## TASK
Given the records below, would you repeat exactly the lines that begin at the one containing "Pick out each instance of the blurred performer" and end at the one containing "Pick out each instance of the yellow vertical", inclusive?

(Point localization data)
>>>

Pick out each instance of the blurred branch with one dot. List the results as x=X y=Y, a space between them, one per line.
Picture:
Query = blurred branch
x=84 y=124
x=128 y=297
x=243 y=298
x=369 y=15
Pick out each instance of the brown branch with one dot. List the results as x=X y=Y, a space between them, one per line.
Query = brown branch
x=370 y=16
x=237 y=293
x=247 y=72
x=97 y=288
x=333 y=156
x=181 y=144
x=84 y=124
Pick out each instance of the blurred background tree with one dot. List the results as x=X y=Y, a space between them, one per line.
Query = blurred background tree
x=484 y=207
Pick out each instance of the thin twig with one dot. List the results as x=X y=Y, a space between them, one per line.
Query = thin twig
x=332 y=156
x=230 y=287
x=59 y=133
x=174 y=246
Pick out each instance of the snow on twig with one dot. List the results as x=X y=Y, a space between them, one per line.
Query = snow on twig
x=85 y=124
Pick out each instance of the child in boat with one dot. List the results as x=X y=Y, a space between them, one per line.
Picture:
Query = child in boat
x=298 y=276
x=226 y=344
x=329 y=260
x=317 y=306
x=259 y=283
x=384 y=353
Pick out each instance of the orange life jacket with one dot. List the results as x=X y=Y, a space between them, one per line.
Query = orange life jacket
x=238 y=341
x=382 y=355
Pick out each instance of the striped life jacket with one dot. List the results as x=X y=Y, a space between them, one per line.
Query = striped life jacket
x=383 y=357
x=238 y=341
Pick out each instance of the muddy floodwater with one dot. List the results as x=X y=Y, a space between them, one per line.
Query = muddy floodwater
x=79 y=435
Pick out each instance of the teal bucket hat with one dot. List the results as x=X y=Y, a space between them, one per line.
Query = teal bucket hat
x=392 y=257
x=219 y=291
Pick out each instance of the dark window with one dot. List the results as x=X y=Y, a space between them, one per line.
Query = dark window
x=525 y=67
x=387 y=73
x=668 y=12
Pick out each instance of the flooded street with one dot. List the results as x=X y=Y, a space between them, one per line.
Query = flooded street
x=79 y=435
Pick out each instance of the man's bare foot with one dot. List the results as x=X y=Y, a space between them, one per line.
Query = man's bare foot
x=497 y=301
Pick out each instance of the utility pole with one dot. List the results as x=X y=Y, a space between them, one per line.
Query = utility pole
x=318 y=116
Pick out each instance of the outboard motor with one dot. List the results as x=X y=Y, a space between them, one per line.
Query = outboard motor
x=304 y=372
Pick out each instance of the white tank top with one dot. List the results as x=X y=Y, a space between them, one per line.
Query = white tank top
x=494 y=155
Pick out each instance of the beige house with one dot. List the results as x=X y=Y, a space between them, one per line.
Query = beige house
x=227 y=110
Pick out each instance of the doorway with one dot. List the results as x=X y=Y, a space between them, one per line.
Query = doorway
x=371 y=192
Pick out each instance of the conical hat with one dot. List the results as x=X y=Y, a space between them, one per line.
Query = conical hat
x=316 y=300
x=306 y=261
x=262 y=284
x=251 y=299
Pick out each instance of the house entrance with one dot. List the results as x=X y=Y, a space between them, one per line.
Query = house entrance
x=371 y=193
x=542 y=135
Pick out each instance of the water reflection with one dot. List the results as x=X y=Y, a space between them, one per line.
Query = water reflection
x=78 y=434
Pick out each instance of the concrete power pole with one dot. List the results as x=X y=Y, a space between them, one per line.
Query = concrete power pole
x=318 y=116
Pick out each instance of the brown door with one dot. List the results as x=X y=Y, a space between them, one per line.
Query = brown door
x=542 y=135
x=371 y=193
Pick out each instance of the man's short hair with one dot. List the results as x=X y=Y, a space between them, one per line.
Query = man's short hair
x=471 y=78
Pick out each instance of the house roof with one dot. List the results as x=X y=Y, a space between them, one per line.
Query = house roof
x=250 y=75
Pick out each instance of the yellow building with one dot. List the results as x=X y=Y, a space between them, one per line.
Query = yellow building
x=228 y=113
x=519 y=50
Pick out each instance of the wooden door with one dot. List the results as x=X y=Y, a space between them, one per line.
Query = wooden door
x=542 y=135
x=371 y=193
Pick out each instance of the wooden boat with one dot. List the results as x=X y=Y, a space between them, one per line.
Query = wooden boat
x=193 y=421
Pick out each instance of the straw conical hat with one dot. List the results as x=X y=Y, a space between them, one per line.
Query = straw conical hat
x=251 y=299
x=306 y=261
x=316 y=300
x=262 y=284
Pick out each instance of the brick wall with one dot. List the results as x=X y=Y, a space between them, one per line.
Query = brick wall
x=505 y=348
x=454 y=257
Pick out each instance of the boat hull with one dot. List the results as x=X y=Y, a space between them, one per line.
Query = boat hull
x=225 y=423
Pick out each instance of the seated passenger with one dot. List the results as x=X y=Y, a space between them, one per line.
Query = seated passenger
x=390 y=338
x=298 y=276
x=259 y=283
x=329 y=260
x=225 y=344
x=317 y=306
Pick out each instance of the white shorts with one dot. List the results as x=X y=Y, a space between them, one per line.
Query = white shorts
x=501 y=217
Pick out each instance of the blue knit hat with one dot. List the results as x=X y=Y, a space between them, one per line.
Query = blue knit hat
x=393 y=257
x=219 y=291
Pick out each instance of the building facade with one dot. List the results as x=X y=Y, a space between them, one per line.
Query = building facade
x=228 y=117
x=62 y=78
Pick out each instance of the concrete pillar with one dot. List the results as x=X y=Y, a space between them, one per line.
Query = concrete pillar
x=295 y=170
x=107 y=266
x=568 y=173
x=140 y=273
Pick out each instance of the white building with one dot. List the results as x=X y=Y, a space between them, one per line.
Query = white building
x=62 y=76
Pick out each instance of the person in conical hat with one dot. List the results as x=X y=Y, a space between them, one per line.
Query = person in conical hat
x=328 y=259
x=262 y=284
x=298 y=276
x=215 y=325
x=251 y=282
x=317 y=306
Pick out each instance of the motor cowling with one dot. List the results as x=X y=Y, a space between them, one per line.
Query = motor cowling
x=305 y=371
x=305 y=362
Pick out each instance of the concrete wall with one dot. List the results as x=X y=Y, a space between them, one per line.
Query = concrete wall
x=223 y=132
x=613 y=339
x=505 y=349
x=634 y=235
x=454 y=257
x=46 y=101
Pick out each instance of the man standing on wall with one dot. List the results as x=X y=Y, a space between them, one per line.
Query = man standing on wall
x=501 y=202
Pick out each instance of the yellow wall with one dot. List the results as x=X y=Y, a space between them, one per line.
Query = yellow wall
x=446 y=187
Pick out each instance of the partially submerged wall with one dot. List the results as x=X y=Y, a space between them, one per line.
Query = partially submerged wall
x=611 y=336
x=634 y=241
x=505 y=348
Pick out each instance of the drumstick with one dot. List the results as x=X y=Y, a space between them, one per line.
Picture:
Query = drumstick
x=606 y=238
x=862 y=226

<<<
>>>

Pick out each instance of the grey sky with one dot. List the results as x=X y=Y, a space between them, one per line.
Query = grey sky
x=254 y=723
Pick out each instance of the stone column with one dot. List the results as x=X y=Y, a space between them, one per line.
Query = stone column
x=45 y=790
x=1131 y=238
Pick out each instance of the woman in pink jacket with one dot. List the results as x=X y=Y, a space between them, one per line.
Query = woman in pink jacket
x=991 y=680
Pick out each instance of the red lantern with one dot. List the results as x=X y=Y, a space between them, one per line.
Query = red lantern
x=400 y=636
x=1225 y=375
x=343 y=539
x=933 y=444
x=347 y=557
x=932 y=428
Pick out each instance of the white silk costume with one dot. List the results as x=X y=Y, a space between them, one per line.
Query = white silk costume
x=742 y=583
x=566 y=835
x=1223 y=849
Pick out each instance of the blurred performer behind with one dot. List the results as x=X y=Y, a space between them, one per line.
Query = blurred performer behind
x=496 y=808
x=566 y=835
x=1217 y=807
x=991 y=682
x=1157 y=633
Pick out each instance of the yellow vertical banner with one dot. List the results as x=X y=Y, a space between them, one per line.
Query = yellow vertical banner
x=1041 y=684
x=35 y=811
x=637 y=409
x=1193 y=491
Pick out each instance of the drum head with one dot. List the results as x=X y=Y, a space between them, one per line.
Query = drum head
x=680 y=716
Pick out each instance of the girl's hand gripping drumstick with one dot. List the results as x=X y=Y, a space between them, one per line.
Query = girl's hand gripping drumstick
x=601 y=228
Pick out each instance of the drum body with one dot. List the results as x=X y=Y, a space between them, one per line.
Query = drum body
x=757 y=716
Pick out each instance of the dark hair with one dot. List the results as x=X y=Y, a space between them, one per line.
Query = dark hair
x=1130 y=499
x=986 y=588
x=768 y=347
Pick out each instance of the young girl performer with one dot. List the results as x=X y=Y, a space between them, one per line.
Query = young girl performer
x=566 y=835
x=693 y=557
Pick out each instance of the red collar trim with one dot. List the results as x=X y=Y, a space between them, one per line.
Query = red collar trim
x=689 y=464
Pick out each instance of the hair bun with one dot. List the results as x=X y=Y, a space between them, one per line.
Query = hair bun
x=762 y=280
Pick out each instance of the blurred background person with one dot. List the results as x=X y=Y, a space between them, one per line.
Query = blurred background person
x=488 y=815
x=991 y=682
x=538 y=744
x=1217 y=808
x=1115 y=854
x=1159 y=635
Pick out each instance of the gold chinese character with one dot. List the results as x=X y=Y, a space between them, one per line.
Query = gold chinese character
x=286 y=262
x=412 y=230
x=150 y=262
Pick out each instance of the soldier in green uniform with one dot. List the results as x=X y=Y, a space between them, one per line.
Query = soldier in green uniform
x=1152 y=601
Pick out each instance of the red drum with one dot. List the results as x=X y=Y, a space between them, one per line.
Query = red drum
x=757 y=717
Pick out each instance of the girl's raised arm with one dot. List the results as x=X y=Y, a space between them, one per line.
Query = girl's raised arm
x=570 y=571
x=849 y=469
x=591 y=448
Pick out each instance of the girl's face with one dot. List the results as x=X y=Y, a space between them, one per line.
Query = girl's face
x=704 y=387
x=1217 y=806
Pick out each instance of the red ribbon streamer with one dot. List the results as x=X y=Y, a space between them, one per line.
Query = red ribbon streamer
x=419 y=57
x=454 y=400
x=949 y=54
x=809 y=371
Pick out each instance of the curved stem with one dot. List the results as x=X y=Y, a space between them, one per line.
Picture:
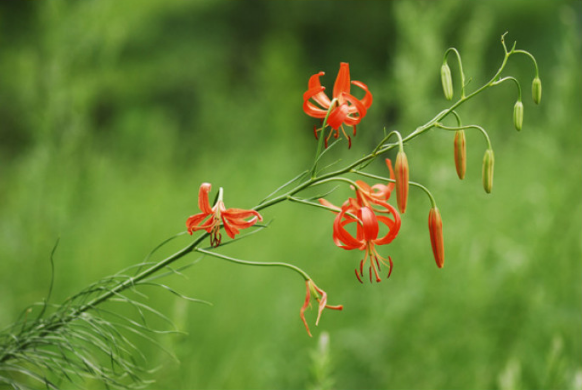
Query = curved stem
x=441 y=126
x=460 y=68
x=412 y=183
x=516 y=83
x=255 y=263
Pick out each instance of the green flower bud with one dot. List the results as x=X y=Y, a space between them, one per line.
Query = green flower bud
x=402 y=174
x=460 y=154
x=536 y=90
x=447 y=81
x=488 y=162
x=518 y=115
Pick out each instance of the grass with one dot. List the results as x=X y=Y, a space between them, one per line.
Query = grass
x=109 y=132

<<<

## RESPONSE TO THE EXERCISE
Pick out each instance of the blurred performer behind with one dot. List the results as x=X y=Y, a space between them, one per line.
Query = blurred performer behind
x=496 y=808
x=566 y=835
x=1217 y=807
x=991 y=682
x=1157 y=633
Pick out each instance of the yellow vertical banner with one dot. List the results as x=X y=Y, a space between them, one per line.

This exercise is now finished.